───── Предоставленный фрагмент
В 1922 году Кафка писал Максу Броду: «Творчество – это сладкая чудесная награда, но за что? Этой ночью мне стало ясно.., что это награда за служение дьяволу. Это нисхождение к темным силам, это высвобождение связанных в естественном своем состоянии духов, эти сомнительные объятия и все остальное, что опускается, оседает вниз и чего не видишь наверху, когда при солнечном свете пишешь свои истории. Может быть, существует иное творчество, но я знаю только это. Ночью, когда страх не дает мне спать, я знаю только это».
Так Кафка воспринимал самого себя, болезненную гипертрофию своего видения действительности. Его душа, его книги – воистину кривое зеркало. Однако излом такого зеркала способен порою отразить тем более живую, тем более кровоточащую истину. Это и делает Кафку очень крупным художником.
Густав Яноух записал его высказывание о том рисунке Георга Гросса, на котором капитализм представлен в образе толстяка, сидящего на деньгах бедняков: «Он (рисунок. – Д. З.) и прав и ложен… Толстяк обладает властью над бедняком в границах определенной системы. Сам он, однако, не является этой системой. Он даже не властитель. Напротив, толстяк тоже носит цепи, которые не изображены на рисунке. Рисунок неполон. Поэтому он плох. Капитализм – это система зависимостей, тянущихся изнутри наружу и снаружи внутрь, сверху вниз и снизу вверх. Все зависимо, все в цепях. Капитализм – это состояние мира и души».
В этом высказывании весь Кафка, его слабости и его сила. От Гросса он требует полноты, а сам впадает в экстрему, тяготеет к абстракции: снимает экономическую сторону проблемы, ее социальную конкретику, заменяет их отношениями как бы из сферы чистой духовности, моделями философии умозрительной. И с некоей неожиданной, собственно говоря, даже ненадежной стороны проникает к сути явления. Я имею в виду всеобщее отчуждение, под власть которого во все большей и большей степени попадает сам капитализм, отчуждение такое породивший. Сегодняшнее буржуазное бытие с его слепым потребительством, гонкой вооружений, безудержной инфляцией всех ценностей, расползающимся по свету терроризмом – это и в самом деле безумное «состояние мира и души».
──────────
Задания
A. Процитируйте фрагмент о Кафке от слов «Так Кафка воспринимал» до слов «очень крупным художником.».
B. Перечислите все приметы сегодняшнего буржуазного бытия, которые названы во фрагменте о Кафке.
───── Данные для анализа
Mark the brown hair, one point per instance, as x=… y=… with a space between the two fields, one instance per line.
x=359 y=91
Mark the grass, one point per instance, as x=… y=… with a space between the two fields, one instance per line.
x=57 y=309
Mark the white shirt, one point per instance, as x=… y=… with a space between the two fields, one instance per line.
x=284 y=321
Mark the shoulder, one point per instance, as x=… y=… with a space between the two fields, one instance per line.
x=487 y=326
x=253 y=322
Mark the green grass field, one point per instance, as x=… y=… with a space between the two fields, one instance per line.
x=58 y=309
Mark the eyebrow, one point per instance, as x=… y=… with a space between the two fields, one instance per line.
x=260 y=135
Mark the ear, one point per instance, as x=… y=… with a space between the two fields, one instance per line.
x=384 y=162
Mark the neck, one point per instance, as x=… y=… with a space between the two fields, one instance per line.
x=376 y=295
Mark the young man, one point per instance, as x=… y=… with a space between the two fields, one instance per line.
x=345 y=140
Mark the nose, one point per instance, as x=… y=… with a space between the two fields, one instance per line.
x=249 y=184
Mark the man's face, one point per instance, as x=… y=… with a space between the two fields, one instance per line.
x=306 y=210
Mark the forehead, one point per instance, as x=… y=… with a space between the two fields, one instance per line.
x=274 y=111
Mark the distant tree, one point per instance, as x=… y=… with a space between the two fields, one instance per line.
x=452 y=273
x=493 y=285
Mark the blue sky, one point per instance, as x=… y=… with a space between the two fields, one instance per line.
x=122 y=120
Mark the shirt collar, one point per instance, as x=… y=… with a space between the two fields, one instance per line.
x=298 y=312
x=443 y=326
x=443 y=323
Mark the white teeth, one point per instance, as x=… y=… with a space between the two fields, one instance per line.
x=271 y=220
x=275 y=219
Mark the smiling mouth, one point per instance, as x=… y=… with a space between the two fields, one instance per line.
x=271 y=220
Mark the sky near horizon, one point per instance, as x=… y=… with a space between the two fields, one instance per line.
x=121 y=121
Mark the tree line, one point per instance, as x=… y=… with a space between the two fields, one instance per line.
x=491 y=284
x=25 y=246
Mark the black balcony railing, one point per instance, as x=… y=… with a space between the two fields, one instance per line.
──────────
Ответы по заданиям
A.
Так Кафка воспринимал самого себя, болезненную гипертрофию своего видения действительности. Его душа, его книги – воистину кривое зеркало. Однако излом такого зеркала способен порою отразить тем более живую, тем более кровоточащую истину. Это и делает Кафку очень крупным художником.

B.
- слепое потребительство
- гонка вооружений
- безудержная инфляция всех ценностей
- расползающийся по свету терроризм